Answer these questions about the Liverpool article below:
1. How many players did Rafael Benitez use in the space of five days?
2. How many goals did Liverpool score without reply?
3. Which club are Liverpool playing catch-up with in their new stadium ambitions?

• **Passage given**
▬▬▬

09 September 2007

Why Reds must count on success

by David Prentice, Liverpool Echo

RAFAEL BENITEZ used 18 players in the space of five days last week – and that with his most influential figures sat in the stand.
He still saw Liverpool score 10 goals without reply.
The impeccably polished performances against Derby County and Toulouse were not just easy on the eye, they highlighted one heartening fact.
The Reds now have a squad capable of challenging for trophies on all four fronts this season.
But it is a challenge they will need to maintain.
Not just this season, but for seasons to come.
Because according to a report published yesterday, Liverpool will need to generate every last cent of revenue from every competition they enter for the forseeable future – certainly if transfer market spending is to continue at this summer’s levels and massive hikes in ticket prices are to be avoided.
It’s no secret that Liverpool are playing catch-up with Manchester United in their new stadium ambitions.

▬▬▬

Named object pointing entries
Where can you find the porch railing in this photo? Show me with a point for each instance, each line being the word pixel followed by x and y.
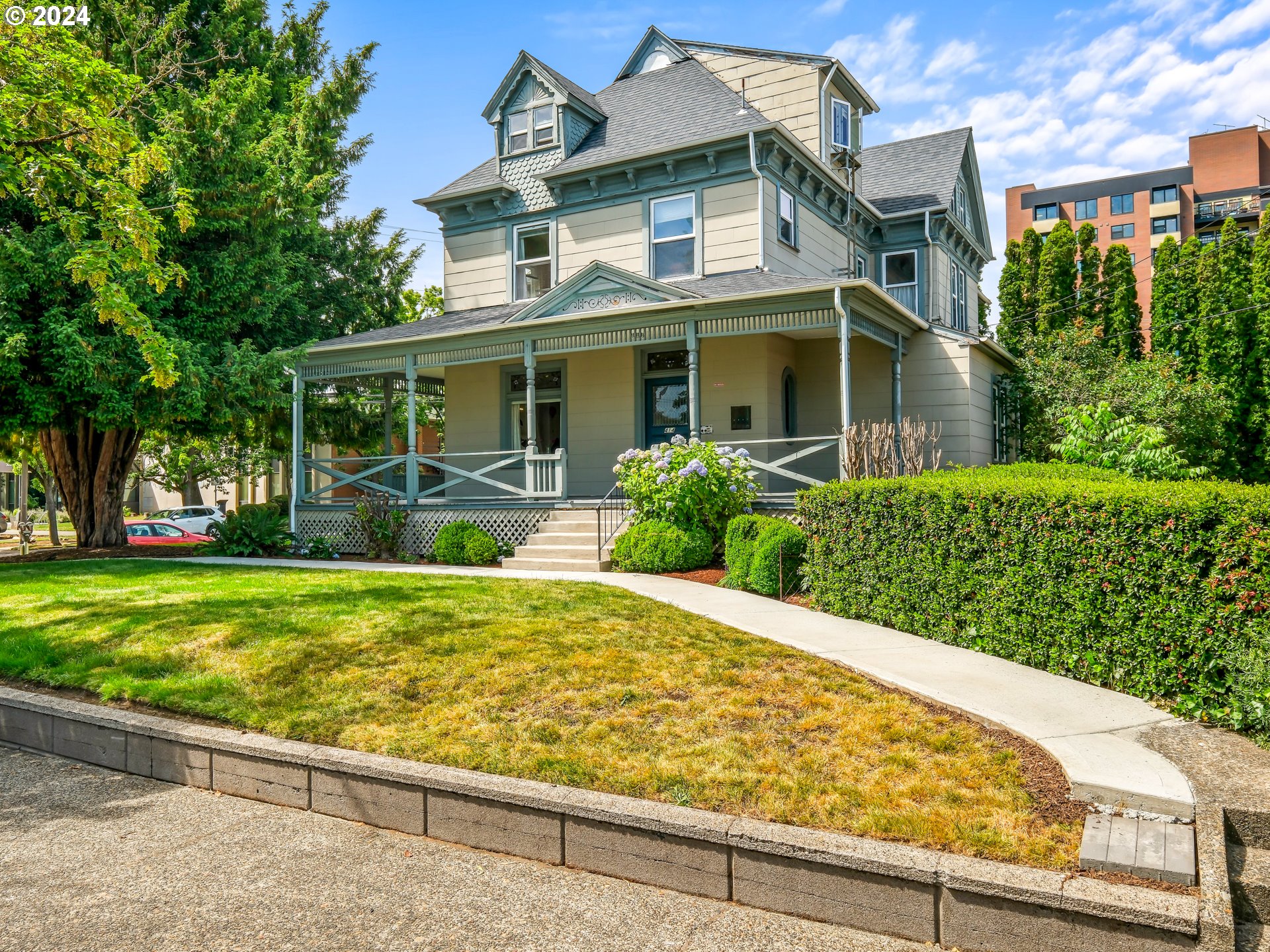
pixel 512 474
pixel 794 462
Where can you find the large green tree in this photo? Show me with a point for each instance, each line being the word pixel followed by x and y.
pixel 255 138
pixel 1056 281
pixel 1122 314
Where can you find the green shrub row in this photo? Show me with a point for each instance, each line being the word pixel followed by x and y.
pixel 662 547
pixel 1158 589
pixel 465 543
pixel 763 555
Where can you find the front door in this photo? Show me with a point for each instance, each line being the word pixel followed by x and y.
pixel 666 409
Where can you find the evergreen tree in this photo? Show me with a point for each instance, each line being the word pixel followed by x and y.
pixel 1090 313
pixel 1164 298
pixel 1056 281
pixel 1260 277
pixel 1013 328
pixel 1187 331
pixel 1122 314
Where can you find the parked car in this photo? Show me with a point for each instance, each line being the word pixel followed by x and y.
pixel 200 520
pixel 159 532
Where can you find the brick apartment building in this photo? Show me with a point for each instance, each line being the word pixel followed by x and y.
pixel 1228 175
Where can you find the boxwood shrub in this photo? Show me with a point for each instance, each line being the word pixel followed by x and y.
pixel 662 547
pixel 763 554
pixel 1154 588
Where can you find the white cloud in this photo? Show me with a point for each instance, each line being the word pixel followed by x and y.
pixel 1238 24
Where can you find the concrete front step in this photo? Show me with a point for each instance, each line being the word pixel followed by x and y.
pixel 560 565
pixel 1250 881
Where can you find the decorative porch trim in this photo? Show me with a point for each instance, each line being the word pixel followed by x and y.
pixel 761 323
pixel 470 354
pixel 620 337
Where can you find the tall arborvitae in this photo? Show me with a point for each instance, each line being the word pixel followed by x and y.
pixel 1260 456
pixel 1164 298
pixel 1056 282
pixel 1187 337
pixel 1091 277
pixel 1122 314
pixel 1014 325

▬▬▬

• **Written answer**
1. 18
2. 10
3. Manchester United